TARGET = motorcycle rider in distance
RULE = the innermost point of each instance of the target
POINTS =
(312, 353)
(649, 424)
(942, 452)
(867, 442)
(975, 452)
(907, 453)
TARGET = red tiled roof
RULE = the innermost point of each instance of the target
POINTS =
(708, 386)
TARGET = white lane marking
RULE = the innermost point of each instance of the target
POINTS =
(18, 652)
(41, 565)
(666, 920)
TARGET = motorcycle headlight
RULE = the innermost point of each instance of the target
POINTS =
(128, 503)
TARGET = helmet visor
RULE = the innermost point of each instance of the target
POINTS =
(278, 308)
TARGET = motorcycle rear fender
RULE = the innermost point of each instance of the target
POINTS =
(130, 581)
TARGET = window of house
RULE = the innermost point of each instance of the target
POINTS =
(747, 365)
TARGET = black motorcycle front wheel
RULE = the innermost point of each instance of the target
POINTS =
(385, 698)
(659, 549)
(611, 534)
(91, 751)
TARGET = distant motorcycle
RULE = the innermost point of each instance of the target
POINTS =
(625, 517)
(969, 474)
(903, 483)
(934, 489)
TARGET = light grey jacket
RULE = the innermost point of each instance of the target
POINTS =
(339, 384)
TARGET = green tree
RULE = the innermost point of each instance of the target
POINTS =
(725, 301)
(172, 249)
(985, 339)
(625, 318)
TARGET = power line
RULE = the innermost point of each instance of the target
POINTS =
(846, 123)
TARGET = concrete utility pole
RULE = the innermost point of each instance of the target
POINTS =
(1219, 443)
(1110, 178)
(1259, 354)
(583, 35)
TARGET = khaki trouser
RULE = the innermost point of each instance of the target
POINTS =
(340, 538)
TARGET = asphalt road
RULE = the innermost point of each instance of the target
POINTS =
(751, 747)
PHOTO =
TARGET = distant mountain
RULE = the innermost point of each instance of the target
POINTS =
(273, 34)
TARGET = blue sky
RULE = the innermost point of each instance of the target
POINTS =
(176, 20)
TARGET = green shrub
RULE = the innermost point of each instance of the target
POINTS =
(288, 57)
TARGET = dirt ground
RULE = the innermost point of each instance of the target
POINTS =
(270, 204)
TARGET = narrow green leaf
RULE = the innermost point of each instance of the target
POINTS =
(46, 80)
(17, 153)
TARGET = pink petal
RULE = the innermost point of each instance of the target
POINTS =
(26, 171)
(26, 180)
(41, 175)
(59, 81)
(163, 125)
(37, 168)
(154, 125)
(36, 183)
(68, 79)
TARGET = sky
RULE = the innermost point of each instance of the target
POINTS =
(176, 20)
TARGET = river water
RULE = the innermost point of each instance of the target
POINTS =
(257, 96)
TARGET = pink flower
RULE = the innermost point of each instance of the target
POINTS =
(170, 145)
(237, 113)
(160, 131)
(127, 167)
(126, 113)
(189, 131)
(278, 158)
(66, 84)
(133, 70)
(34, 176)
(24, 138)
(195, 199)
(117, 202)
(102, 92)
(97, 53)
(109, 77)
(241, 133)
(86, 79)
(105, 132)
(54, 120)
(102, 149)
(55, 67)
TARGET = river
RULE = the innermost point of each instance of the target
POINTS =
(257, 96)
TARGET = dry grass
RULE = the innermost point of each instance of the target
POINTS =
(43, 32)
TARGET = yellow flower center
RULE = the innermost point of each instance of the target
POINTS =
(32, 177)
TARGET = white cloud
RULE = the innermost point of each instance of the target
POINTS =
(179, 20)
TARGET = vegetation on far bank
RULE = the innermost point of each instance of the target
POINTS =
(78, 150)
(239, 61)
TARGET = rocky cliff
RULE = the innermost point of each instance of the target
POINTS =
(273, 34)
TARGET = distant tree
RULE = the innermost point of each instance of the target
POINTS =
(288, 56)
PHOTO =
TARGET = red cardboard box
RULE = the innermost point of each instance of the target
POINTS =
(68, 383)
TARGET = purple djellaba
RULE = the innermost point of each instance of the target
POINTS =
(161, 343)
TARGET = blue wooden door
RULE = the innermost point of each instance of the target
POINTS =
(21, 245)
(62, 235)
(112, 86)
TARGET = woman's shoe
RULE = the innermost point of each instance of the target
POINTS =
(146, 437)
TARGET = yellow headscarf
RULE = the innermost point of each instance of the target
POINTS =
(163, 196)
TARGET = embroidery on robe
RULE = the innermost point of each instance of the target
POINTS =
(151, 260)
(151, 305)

#####

§ **Work instruction**: Quote every record above exactly.

§ **Reply**:
TARGET = motorcycle rider in distance
RULE = the innermost point of each instance of the target
POINTS =
(312, 353)
(649, 424)
(942, 452)
(867, 442)
(975, 452)
(907, 453)
TARGET = red tiled roof
RULE = the innermost point of each instance of the target
POINTS =
(708, 386)
TARGET = white lane marking
RULE = the innermost point of each instance of the target
POINTS =
(18, 652)
(41, 565)
(666, 920)
TARGET = motorcycle headlight
RULE = the innermost point of each instance of the target
POINTS =
(128, 503)
TARGET = helmet visor
RULE = the innermost point of each instance of the target
POINTS =
(278, 308)
TARGET = motorcycle rear fender
RULE = the innermost point of each instance of the target
POINTS =
(130, 581)
TARGET = window of house
RULE = the innermost point of each instance of the target
POINTS =
(747, 365)
TARGET = black motorcycle front wheel
RULE = the innermost point of each instance of the target
POINTS =
(385, 698)
(659, 549)
(611, 534)
(91, 751)
TARGET = distant motorcycle
RULE = the innermost point of each instance of the target
POINTS =
(625, 517)
(969, 474)
(903, 483)
(934, 489)
TARGET = light grey jacket
RULE = the innermost point of each instance of the target
POINTS =
(339, 384)
TARGET = green tree
RULE = the innermost point of each instance of the target
POINTS =
(725, 301)
(172, 249)
(985, 339)
(625, 318)
TARGET = power line
RULE = the innermost point of each instance of the target
POINTS =
(846, 123)
TARGET = concrete utility pole
RULE = the innermost point of each instance of the target
POINTS =
(1219, 443)
(1110, 178)
(1259, 354)
(583, 35)
TARGET = khaki trouser
RULE = the innermost point of each instance of the target
POINTS =
(340, 538)
TARGET = asphalt road
RULE = the innermost point of each instance of the target
POINTS =
(751, 747)
PHOTO =
TARGET = distant mountain
RULE = the innermost point of each instance of the target
POINTS =
(273, 34)
TARGET = blue sky
RULE = the innermost point of each instance of the target
POINTS =
(176, 20)
TARGET = green shrub
RULE = the innermost point of each instance of the target
POINTS =
(288, 57)
TARGET = dirt ground
RULE = the innermost point of each instance of the target
POINTS =
(270, 204)
TARGET = narrow green leaf
RULE = the innermost point of each instance of the target
POINTS =
(46, 80)
(17, 153)
TARGET = pink petal
RULE = the innermost point of each instance of the target
POINTS =
(26, 171)
(26, 180)
(41, 175)
(59, 81)
(163, 125)
(37, 168)
(154, 125)
(36, 183)
(68, 79)
TARGET = sky
RULE = the innermost point of each instance of the target
POINTS =
(176, 20)
TARGET = river water
RULE = the innermost point of each instance of the target
POINTS =
(257, 96)
TARGET = pink flower
RULE = the innermost point of each instance of the target
POINTS =
(170, 145)
(237, 113)
(160, 131)
(127, 167)
(126, 113)
(189, 131)
(278, 158)
(66, 84)
(133, 70)
(34, 176)
(24, 138)
(195, 199)
(117, 202)
(102, 92)
(97, 53)
(109, 77)
(241, 133)
(86, 79)
(105, 132)
(54, 120)
(102, 149)
(55, 67)
TARGET = river
RULE = the innermost point of each instance of the target
POINTS =
(257, 96)
TARGET = dry grass
RULE = the innermost point of each instance of the target
POINTS =
(43, 32)
TARGET = yellow flower center
RULE = the innermost point of each instance of the target
POINTS =
(32, 177)
TARGET = white cloud
RULE = the innermost point of each instance of the target
POINTS =
(179, 20)
TARGET = vegetation on far bank
RULE = the innermost point of each instance of the target
POINTS =
(78, 150)
(239, 61)
TARGET = rocky cliff
RULE = the innermost point of each instance of the target
POINTS =
(273, 34)
TARGET = distant tree
RULE = the innermost point of each instance of the target
POINTS =
(288, 56)
PHOTO =
TARGET = red cardboard box
RULE = the innermost point of each instance of the target
POINTS =
(68, 383)
TARGET = purple djellaba
RULE = the innermost point of each instance of the target
POINTS =
(161, 343)
TARGET = blue wooden door
RULE = the innermost point of each instance of the target
POINTS =
(21, 245)
(62, 235)
(112, 86)
TARGET = woman's shoe
RULE = the innermost point of each instance of the target
POINTS =
(146, 437)
TARGET = yellow headscarf
RULE = the innermost point of each instance of the target
POINTS =
(163, 196)
TARGET = embroidery on robe
RULE = the innermost point of each instance of the target
POINTS =
(151, 260)
(151, 305)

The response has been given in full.